- Opening Delimiter -

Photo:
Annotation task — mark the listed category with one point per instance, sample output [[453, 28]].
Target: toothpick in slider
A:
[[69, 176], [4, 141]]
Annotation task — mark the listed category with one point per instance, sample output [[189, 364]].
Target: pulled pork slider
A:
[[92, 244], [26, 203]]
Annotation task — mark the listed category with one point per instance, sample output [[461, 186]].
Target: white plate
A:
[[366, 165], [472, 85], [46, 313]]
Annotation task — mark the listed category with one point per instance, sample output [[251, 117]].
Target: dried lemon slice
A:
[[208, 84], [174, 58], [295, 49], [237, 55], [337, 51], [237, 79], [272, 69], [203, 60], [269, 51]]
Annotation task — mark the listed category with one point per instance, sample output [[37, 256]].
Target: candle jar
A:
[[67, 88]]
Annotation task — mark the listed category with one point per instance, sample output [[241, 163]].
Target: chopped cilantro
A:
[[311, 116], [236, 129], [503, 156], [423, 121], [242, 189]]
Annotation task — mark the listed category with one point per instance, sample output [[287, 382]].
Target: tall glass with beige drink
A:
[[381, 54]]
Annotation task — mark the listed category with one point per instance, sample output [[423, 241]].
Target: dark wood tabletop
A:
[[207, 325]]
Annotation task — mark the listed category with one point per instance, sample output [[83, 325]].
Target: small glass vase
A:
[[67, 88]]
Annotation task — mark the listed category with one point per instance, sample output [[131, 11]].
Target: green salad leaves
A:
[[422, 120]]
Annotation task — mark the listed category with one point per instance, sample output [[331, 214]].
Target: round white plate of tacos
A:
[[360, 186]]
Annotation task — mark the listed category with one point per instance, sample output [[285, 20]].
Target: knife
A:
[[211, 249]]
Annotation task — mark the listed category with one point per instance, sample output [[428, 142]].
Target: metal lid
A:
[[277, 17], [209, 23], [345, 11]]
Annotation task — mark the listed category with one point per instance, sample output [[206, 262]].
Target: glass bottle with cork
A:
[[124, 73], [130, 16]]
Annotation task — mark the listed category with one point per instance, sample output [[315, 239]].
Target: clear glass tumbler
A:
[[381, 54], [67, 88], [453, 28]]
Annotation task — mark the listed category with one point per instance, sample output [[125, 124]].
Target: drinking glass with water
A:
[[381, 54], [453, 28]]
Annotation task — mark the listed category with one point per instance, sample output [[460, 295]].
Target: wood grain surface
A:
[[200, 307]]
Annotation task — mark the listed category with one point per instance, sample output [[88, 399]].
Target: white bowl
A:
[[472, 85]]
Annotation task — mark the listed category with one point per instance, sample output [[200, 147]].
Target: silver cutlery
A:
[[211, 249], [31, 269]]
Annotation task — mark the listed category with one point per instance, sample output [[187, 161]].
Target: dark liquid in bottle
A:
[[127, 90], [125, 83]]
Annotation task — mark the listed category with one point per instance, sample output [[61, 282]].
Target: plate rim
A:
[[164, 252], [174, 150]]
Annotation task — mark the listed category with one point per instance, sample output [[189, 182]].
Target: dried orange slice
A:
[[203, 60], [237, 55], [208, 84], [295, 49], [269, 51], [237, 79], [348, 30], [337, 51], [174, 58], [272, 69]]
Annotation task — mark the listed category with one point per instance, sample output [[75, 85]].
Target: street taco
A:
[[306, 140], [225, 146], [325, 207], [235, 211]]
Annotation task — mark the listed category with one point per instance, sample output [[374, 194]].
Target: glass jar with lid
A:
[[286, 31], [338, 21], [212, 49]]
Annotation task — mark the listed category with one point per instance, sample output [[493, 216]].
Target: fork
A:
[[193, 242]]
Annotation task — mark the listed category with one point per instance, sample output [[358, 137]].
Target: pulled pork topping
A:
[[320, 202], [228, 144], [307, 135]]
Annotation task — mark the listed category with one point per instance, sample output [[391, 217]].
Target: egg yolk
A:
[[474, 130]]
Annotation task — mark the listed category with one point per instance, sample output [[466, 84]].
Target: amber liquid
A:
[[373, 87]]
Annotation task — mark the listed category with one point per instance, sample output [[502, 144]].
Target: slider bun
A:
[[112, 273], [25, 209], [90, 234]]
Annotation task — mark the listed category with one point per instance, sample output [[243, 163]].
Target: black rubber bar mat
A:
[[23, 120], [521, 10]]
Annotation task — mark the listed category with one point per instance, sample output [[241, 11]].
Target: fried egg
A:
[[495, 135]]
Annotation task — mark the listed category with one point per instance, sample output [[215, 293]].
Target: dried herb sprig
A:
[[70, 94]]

- Closing Delimiter -

### YOUR GOAL
Write out all the data exactly.

### ANSWER TO THIS TASK
Photo:
Annotation task — mark the listed category with one point per instance, sample output [[453, 28]].
Target: toothpick in slider
A:
[[69, 176], [4, 141]]
Annotation task — mark the listed category with one point per instance, sample output [[189, 364]].
Target: pulled pork slider
A:
[[92, 244], [26, 203]]
Annotation task — mark the listed category with one point per instance, sample output [[461, 186]].
Target: white plate
A:
[[366, 165], [472, 85], [46, 313]]
Annotation task — mark the listed category with one point per instance, sample output [[251, 117]].
Target: dried lemon slice
A:
[[208, 84], [174, 58], [295, 49], [237, 55], [337, 51], [237, 79], [272, 69], [203, 60], [269, 51]]
Annotation task — mark the listed category with one point per instance, sample output [[37, 256]].
Target: candle jar
A:
[[67, 88]]
Annotation task — mark the listed category with one point per instance, sample output [[241, 163]].
Target: chopped cilantro
A:
[[311, 116], [236, 129], [503, 156], [423, 121], [242, 189]]
Annotation task — mark the listed category with one point per instance, sample output [[287, 382]].
Target: tall glass with beige drink
A:
[[381, 54]]
Annotation task — mark the listed category with one point per instance, sample output [[423, 241]].
Target: dark wood tabletop
A:
[[207, 325]]
Annotation task — mark the listed category with one point per instance, sample output [[83, 325]].
Target: small glass vase
A:
[[67, 88]]
Annotation task — mark the listed category with one point per instance, sample output [[131, 11]].
Target: green salad leaves
A:
[[422, 120]]
Annotation task — mark the listed category with one point per instance, sample output [[331, 214]].
Target: round white plate of tacos
A:
[[360, 186]]
Annotation task — mark the listed category with one point per instance, sample output [[285, 20]].
Target: knife
A:
[[211, 249]]
Annotation task — mark the listed category with one point per instance, sample output [[428, 142]].
Target: metal lid
A:
[[277, 17], [209, 23], [345, 11]]
Annotation task — mark the listed category with one point per instance, sample output [[206, 262]].
Target: glass bottle with cork
A:
[[124, 73], [130, 16]]
Annotation task — mark the listed category with one point per instance, sample output [[315, 239]].
Target: clear glass tumbler
A:
[[381, 54], [67, 88], [453, 28]]
Annotation task — mark the listed category with one point per instance, sample output [[125, 124]].
Target: drinking glass with water
A:
[[381, 54], [453, 28]]
Annotation task — mark the listed category with one point per instance, sample output [[460, 295]].
Target: wood grain surface
A:
[[200, 307]]
Annotation task — mark the listed category with one point per instance, sample output [[88, 399]].
Target: white bowl
A:
[[472, 85]]
Annotation task — mark the listed category with one point per instance, sample output [[200, 147]].
Target: silver cutlery
A:
[[211, 249], [31, 269]]
Annotation task — mark the listed category with one point per instance, sample output [[187, 161]].
Target: dark liquid in bottle
A:
[[127, 90], [125, 83]]
Annotation task — mark the listed category with one point per instance, sample output [[61, 282]].
Target: plate rim
A:
[[164, 252], [174, 150]]
Annotation task — mark the listed category with one point per instance, sample output [[189, 182]].
Target: dried orange slice
A:
[[203, 60], [237, 55], [208, 84], [295, 49], [269, 51], [237, 79], [348, 30], [337, 51], [174, 58], [272, 69]]
Annotation task — mark the listed category with one point per instance, sample output [[75, 85]].
Target: street taco
A:
[[306, 140], [225, 146], [325, 207], [235, 211]]
Annotation task — mark the listed category with one point per instance, sample output [[374, 194]].
Target: glass jar with lid
A:
[[286, 31], [338, 21], [212, 49]]
Annotation task — mark the listed category with one point per instance, sample output [[493, 216]].
Target: fork
A:
[[193, 242]]
Annotation task — mark the listed category with one point per instance, sample output [[358, 137]].
Target: pulled pork topping
A:
[[320, 202], [228, 144], [307, 135]]
Annotation task — mark the listed category with one point per instance, sample output [[391, 217]].
Target: egg yolk
A:
[[474, 130]]
Annotation task — mark the listed category with one point per instance, sample output [[466, 84]].
Target: amber liquid
A:
[[373, 87]]
Annotation task — mark the listed category with one point per instance, sample output [[502, 144]].
Target: slider bun
A:
[[112, 273], [25, 209], [90, 234]]
Annotation task — mark the listed category with one point per instance, sample output [[243, 163]].
Target: black rubber bar mat
A:
[[23, 120], [521, 10]]
Annotation task — mark the listed category with one point per instance, sample output [[241, 11]].
Target: fried egg
A:
[[495, 135]]
Annotation task — mark the listed category with one point per instance, sample output [[215, 293]].
Target: dried herb sprig
A:
[[70, 94]]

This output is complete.